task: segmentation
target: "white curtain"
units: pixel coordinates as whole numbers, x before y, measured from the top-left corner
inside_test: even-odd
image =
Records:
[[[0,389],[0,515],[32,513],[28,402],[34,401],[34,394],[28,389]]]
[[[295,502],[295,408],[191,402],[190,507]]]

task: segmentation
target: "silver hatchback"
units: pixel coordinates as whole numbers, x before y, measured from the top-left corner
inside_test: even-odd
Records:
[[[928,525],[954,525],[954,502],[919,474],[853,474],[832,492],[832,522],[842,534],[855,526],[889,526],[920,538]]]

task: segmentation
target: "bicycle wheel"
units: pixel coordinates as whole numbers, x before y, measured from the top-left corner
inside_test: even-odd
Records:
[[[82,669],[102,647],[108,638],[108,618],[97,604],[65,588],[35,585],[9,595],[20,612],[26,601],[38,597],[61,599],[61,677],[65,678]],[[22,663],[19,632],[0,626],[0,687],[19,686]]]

------------------------------------

Switch "even-odd" to "nonzero" everywhere it occurs in these lines, and give all the lines again with nothing else changed.

task: segmentation
target: "white curtain"
units: pixel coordinates as whole numbers, x before y, measured from the top-left corner
inside_test: nonzero
image =
Records:
[[[0,389],[0,515],[32,513],[28,402],[34,401],[34,394],[28,389]]]
[[[295,502],[295,408],[191,402],[190,507]]]

task: segmentation
target: "silver hatchback"
units: pixel coordinates as whole numbers, x before y, measured from the top-left corner
inside_test: nonzero
Records:
[[[928,525],[954,525],[954,502],[919,474],[853,474],[832,492],[832,522],[842,534],[855,526],[889,526],[920,538]]]

task: segmentation
target: "bicycle wheel"
units: pixel coordinates as whole numbers, x before y, measured from the top-left corner
inside_test: nonzero
Records:
[[[82,669],[102,647],[108,638],[108,618],[97,604],[65,588],[35,585],[9,595],[20,612],[26,601],[38,597],[61,599],[61,677],[65,678]],[[22,663],[19,632],[0,626],[0,687],[19,686]]]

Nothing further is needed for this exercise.